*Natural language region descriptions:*
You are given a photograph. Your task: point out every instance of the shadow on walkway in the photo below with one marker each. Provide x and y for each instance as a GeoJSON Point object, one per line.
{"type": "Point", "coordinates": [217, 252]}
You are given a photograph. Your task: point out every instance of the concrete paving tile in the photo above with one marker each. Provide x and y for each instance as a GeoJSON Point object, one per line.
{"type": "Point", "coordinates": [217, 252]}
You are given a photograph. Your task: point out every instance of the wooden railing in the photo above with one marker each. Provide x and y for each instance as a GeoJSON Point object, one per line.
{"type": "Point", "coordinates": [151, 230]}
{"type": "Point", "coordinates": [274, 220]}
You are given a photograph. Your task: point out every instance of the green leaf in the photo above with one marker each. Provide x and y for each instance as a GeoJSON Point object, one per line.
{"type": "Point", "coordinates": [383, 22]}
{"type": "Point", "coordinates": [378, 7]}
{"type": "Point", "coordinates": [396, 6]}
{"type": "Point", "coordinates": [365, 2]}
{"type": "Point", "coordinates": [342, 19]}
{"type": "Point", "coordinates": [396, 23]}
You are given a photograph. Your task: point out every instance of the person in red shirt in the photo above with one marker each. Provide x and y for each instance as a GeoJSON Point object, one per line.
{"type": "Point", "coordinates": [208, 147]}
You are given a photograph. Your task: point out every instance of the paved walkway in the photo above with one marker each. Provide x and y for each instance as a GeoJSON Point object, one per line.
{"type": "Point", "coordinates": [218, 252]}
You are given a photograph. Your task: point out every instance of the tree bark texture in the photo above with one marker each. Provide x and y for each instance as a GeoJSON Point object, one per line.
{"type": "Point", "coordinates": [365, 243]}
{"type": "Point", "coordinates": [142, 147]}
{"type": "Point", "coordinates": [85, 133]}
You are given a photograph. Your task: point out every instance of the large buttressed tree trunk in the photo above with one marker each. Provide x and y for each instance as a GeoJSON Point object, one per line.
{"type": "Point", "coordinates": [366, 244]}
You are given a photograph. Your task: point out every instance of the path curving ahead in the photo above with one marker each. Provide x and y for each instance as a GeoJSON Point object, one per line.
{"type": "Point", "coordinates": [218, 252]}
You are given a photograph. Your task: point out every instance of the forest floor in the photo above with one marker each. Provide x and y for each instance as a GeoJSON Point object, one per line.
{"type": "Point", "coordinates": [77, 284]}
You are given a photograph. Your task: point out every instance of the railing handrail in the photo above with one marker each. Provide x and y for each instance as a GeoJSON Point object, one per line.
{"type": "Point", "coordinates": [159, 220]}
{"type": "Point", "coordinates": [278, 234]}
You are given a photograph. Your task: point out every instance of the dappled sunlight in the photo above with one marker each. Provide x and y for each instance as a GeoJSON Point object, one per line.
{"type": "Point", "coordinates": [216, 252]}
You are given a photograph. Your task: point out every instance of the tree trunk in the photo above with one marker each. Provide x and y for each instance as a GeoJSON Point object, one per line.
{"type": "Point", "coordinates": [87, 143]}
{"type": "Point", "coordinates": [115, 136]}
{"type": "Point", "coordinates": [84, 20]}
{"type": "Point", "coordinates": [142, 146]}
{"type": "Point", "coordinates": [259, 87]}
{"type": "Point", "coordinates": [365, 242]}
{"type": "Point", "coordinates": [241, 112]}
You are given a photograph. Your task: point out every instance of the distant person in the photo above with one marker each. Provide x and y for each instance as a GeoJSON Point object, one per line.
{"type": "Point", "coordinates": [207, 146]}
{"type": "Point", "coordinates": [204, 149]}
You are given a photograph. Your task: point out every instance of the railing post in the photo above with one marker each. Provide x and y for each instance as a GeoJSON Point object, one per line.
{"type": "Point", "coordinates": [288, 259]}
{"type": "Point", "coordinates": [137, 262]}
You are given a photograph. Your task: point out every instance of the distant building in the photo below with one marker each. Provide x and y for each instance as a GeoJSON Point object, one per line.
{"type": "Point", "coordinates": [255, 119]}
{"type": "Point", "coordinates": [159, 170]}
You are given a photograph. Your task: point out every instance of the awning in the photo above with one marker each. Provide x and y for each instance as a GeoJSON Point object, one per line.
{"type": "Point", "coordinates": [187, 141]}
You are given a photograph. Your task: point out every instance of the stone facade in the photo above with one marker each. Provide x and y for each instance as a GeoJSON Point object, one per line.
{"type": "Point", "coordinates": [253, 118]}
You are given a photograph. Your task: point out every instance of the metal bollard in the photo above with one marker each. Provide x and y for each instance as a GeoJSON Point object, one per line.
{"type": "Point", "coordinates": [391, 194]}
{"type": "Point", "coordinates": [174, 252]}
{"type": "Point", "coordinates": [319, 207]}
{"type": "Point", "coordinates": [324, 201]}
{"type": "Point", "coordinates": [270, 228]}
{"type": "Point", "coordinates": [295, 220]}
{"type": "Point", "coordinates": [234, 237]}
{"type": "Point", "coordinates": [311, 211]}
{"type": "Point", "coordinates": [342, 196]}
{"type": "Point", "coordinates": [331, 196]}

*WORK TO COMPLETE:*
Would you set down all the lines above, exactly and in full?

*TASK RESULT:*
You are given a photograph. Your task: point out every instance of the shadow on walkway in the photo below with one marker each. Provide x and y for each instance as a GeoJSON Point object, one per line.
{"type": "Point", "coordinates": [217, 252]}
You are given a photograph. Your task: point out every instance of the concrete paving tile in the photo above with one marker each. Provide x and y for each instance as a GeoJSON Point object, one per line.
{"type": "Point", "coordinates": [217, 252]}
You are given a photograph. Your task: point out every instance of the wooden railing in the photo above with one marker each. Provide x and y for each instance as a GeoJSON Point object, one per line.
{"type": "Point", "coordinates": [151, 230]}
{"type": "Point", "coordinates": [274, 220]}
You are given a photograph. Your task: point out every instance of the green leaf in the photo above with one marker each. Provide x and y for each instance as a GeoJSON Point object, one per line.
{"type": "Point", "coordinates": [383, 22]}
{"type": "Point", "coordinates": [378, 7]}
{"type": "Point", "coordinates": [396, 6]}
{"type": "Point", "coordinates": [365, 2]}
{"type": "Point", "coordinates": [342, 19]}
{"type": "Point", "coordinates": [396, 23]}
You are given a photograph. Your task: point out every instance of the person in red shirt in the photo above with one marker each. Provide x and y for each instance as a GeoJSON Point object, one per line.
{"type": "Point", "coordinates": [208, 147]}
You are given a photograph. Your task: point out every instance of the paved walkway in the photo above with one marker each. Provide x and y for each instance as a GeoJSON Point object, one per line.
{"type": "Point", "coordinates": [218, 252]}
You are given a photograph. Your task: point out every instance of the tree bark texture in the photo above with one marker each. Provide x and y for each instance as a GeoJSON Point object, one per line.
{"type": "Point", "coordinates": [365, 243]}
{"type": "Point", "coordinates": [142, 147]}
{"type": "Point", "coordinates": [85, 133]}
You are given a photograph. Your task: point out every instance of the large buttressed tree trunk in the photo above with one marker each. Provide x and y for each instance as a GeoJSON Point object, one per line.
{"type": "Point", "coordinates": [366, 244]}
You are given a photograph. Your task: point out every instance of the path curving ahead in the photo above with one marker each. Provide x and y for each instance as a GeoJSON Point object, one per line.
{"type": "Point", "coordinates": [218, 252]}
You are given a photograph. Your task: point out every instance of the forest floor in the photo above with one marker each. Provide x and y for each instance as a GeoJSON Point object, one per line.
{"type": "Point", "coordinates": [77, 284]}
You are given a photograph. Your task: point out every instance of the railing handrail in the photo above with one marker each. Provide x and y for each instance as a GeoJSON Point object, one per line.
{"type": "Point", "coordinates": [159, 220]}
{"type": "Point", "coordinates": [278, 234]}
You are given a photograph. Your task: point out every instance of the dappled sunlight in the photo above with one marker each. Provide x and y for each instance as a GeoJSON Point object, one per line.
{"type": "Point", "coordinates": [216, 252]}
You are given a photograph. Your task: point out every instance of the tree trunk in the photo above with one marker each. Provide x and y for each instance as a GeoJSON Point object, one per line.
{"type": "Point", "coordinates": [87, 143]}
{"type": "Point", "coordinates": [115, 136]}
{"type": "Point", "coordinates": [84, 20]}
{"type": "Point", "coordinates": [142, 146]}
{"type": "Point", "coordinates": [259, 87]}
{"type": "Point", "coordinates": [365, 242]}
{"type": "Point", "coordinates": [241, 112]}
You are given a photograph. Your task: point out every instance of the distant person in the photo above with one marker each. Provide x and y for each instance as a GeoJSON Point object, one per line.
{"type": "Point", "coordinates": [207, 146]}
{"type": "Point", "coordinates": [204, 149]}
You are given a photograph. Your task: point out every instance of the railing post in the photo above with one marker each. Provide x and y for each instance as a GeoJSON Point object, one per line.
{"type": "Point", "coordinates": [288, 259]}
{"type": "Point", "coordinates": [137, 262]}
You are given a photograph. Your task: point out every instance of the distant building in the photo below with one marker each. Provide x and y for each instance as a GeoJSON Point object, one per line.
{"type": "Point", "coordinates": [255, 119]}
{"type": "Point", "coordinates": [159, 170]}
You are given a photograph. Your task: point out every instance of the awning in the photo above with one marker each. Provide x and y for each instance as a GeoJSON Point object, one per line.
{"type": "Point", "coordinates": [187, 141]}
You are given a photograph. Your task: point out every instance of the stone facade in the photo above with one marker each. Provide x and y for each instance as a GeoJSON Point object, one per line.
{"type": "Point", "coordinates": [253, 118]}
You are given a photograph. Your task: point out every instance of the metal bollard in the photo above with one marker each. Provide x and y for each instance as a GeoJSON Point object, one per line.
{"type": "Point", "coordinates": [391, 194]}
{"type": "Point", "coordinates": [174, 252]}
{"type": "Point", "coordinates": [319, 207]}
{"type": "Point", "coordinates": [324, 201]}
{"type": "Point", "coordinates": [270, 228]}
{"type": "Point", "coordinates": [295, 220]}
{"type": "Point", "coordinates": [234, 237]}
{"type": "Point", "coordinates": [311, 211]}
{"type": "Point", "coordinates": [342, 196]}
{"type": "Point", "coordinates": [331, 196]}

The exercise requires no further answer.